_Data extracts:_

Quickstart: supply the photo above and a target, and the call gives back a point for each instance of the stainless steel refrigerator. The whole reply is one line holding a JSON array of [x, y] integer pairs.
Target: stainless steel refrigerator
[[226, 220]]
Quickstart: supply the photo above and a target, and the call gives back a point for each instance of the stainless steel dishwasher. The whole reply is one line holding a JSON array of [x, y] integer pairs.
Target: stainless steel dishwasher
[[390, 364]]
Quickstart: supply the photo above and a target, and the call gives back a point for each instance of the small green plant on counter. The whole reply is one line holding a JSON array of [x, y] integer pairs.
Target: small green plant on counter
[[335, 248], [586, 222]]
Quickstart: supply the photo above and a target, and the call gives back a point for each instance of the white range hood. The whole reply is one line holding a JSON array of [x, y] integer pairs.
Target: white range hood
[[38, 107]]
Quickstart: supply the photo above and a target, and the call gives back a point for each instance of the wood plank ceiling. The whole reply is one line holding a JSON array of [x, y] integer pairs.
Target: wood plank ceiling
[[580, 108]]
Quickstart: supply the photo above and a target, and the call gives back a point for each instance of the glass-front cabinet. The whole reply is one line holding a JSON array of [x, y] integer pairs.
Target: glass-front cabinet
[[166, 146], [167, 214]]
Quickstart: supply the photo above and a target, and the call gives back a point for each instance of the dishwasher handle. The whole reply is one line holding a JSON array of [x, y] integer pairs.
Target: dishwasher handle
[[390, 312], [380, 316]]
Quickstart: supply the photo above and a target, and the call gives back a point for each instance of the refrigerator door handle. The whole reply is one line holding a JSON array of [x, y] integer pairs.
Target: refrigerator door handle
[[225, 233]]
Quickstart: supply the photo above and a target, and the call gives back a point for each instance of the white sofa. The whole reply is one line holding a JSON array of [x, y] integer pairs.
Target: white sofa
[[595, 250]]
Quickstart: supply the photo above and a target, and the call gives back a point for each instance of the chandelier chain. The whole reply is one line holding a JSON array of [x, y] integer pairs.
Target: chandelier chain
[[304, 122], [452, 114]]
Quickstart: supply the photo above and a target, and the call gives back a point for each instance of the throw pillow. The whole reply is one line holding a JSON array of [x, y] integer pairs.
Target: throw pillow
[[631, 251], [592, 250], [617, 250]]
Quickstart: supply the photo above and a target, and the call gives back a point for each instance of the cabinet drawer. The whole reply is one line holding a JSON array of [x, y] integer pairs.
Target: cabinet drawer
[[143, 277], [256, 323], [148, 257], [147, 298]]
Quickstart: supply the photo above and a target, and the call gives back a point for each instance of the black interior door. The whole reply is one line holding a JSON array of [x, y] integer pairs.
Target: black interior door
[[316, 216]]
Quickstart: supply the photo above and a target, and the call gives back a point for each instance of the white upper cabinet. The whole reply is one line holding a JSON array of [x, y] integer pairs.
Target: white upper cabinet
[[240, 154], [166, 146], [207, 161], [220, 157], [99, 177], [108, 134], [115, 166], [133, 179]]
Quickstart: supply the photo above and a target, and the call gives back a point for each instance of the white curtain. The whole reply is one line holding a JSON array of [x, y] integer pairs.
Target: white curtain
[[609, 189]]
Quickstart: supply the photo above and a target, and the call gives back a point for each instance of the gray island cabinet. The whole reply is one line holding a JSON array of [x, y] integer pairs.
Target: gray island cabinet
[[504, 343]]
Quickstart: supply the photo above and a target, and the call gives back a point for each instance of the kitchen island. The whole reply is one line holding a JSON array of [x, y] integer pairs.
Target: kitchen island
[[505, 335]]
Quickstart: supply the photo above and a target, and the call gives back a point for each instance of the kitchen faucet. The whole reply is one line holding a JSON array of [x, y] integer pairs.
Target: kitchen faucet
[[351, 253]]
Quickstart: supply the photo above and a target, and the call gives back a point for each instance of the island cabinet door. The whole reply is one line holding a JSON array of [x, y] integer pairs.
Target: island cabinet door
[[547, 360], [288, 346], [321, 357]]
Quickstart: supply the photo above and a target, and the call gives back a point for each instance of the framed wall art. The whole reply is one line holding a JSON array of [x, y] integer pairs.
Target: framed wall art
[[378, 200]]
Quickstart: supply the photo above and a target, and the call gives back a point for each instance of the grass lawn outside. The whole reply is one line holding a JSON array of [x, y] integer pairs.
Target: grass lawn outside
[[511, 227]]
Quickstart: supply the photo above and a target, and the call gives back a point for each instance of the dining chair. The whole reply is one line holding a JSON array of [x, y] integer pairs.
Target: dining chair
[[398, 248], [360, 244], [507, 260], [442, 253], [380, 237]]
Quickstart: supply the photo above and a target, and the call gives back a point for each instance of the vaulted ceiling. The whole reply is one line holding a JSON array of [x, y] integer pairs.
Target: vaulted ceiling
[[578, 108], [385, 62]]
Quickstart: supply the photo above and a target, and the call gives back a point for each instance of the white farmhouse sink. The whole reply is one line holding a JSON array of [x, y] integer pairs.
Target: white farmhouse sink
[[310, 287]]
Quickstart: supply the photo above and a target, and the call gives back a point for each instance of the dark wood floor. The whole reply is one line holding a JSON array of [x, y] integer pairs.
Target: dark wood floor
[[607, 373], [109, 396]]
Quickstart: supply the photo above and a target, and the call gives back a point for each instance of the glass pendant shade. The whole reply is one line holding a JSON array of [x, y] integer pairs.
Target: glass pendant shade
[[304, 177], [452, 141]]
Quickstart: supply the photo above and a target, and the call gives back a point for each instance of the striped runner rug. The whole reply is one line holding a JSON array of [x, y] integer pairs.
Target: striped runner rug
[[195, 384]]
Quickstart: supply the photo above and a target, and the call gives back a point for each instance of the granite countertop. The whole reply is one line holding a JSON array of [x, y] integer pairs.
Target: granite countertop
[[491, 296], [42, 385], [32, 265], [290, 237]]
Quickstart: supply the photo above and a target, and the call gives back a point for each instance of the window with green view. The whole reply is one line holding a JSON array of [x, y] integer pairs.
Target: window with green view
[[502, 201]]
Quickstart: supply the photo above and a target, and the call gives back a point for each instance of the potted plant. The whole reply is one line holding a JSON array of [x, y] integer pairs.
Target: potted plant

_Work order:_
Using the data above, transcribe the lines that run from the line with "Target: framed wall art" to the line with "of the vaulted", both ends kept, and output nothing else.

_Answer space:_
Target: framed wall art
[[378, 200]]
Quickstart: supply the photo above and a target, and the call gives back a point for each instance of the grass lawn outside. The whole reply is one line holding a JSON array of [x, y] integer pairs.
Target: grass lawn outside
[[511, 227]]
Quickstart: supply the photo above and a target, and the call gives back a point for each instance of the dining chair. The whole reply is one line holding a JSON array of [x, y] integer pairs.
Target: dining chair
[[398, 248], [360, 244], [507, 260], [442, 253], [380, 237]]
Quickstart: supply the photo above and a target, and the call gives back a point for each instance of the vaulted ceiling. The whole reply is one line holding a JSON array of [x, y] integer pairs.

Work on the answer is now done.